• **Passage provided**
Thursday, 4 March 2010

A Life of Her Own

When Truly came home from school yesterday we sat at the kitchen table and she told me about a Geography project she's working on. She said that women and girls in rural Africa and Asia spend an hour each day, but sometimes up to four, gathering fuel and carrying water to prepare meals. In developing countries, women tend to work far longer hours than men, up to 13 hours more per week. Women in Eritrea work up to 15 hours per day during the cropping season, up to an additional 30 hours per week more than men. The typical day in the life of an Indonesian woman farmer begins at 2:00am when she wakes and doesn't end until 8:00pm when she goes to bed.

I listened and nodded and I saw the cushiness of my own life and the little things we take for granted, running water and washing machines and gas hobs, and I saw how it contrasted so starkly with the lives of these women. And that's before we even get started on the gender gap in their working days.

'That's terrible,' I said. 'It makes you realize how very fortunate we are.'

'I'm happy to hear you say that,' Truly said, sliding a stack of papers towards me.

• **Data supplied**
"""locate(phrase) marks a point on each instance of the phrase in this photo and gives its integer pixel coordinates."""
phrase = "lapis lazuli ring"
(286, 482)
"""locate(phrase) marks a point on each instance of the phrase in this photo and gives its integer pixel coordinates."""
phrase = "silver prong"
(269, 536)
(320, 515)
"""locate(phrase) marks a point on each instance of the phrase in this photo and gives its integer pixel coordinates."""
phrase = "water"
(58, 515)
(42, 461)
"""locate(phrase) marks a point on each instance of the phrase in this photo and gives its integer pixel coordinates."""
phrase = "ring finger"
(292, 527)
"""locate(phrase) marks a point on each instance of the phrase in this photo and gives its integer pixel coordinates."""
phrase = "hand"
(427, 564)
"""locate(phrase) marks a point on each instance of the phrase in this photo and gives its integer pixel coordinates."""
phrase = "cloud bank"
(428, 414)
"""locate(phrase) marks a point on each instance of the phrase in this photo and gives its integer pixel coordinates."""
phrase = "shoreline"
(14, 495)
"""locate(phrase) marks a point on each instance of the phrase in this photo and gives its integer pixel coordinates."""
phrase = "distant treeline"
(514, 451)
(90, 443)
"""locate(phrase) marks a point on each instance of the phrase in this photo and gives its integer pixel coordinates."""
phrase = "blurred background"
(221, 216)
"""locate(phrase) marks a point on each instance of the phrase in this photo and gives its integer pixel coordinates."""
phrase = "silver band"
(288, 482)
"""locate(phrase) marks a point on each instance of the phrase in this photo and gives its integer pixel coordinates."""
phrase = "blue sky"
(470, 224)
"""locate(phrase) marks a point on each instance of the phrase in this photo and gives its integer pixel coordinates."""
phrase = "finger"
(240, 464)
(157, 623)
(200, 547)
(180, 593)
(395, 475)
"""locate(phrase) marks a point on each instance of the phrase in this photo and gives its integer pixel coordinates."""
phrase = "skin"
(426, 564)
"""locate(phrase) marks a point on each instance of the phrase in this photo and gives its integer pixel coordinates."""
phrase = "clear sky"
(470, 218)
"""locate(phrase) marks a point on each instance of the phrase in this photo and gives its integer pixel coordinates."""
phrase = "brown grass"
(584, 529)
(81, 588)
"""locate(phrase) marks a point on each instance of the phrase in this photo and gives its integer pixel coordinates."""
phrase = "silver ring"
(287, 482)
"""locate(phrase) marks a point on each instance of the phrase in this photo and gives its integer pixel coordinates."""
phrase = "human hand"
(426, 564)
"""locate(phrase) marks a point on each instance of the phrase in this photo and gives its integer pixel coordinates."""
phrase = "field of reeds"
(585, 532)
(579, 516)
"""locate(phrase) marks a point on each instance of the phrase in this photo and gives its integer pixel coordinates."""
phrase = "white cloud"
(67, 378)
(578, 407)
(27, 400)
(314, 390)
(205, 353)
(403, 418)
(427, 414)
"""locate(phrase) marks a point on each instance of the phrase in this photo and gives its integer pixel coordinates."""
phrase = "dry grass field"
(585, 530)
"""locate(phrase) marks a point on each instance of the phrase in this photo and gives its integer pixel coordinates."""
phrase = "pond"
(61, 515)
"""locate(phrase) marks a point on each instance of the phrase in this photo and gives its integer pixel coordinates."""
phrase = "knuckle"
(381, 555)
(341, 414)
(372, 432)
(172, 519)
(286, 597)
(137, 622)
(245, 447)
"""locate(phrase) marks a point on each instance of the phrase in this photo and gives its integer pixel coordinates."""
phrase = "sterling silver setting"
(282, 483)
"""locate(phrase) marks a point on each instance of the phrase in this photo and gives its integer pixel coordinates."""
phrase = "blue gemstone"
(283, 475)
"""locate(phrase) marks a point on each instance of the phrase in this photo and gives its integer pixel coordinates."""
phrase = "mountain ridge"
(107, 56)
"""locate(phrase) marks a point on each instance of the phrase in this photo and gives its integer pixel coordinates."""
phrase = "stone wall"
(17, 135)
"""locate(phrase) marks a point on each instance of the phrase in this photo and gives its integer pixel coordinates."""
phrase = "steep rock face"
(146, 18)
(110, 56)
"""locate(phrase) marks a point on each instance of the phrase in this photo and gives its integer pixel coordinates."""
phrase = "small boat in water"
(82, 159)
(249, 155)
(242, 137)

• **Things to do**
• a. According to the post about Truly's Geography project, at what time does a typical Indonesian woman farmer wake up?
• b. Pick up the post about Truly's Geography project after its final line and continue it.
The data above come from a separate source.

• **Task responses**
• a. She wakes at 2:00am.

• b.
'What's this?'

'My Geography homework.'

'Well, you better get on with it then.'

'No, you have to do it. You have to make a list of everything you do in a day.'

The heart palpitations started. 'Why don't you ask HRH?' I said. 'He brings home the bacon. I just fry it up in the pan. Surely, the procurement of bacon is far more interesting than a sizzle and a flip.'

'I don't really get that bacon thing. But sorry, it's all about you, Mummy dearest. We're going to compare your day to the women in the third world.'

I stared at the papers. My mouth went dry and my stomach performed a triple toe loop and I pictured my day tallied up against a woman doing a 15-hour stint in the fields. And, sadly, I also pictured myself stacked up against some of the women, the other mothers, so many of whom are very accomplished and have fabulous careers.

'When is it due?'


'Leave it with me.'

'Fine. But don't leave it until the last minute, Mum,' Truly said, with a withering glance, perfected by 14 years of practice.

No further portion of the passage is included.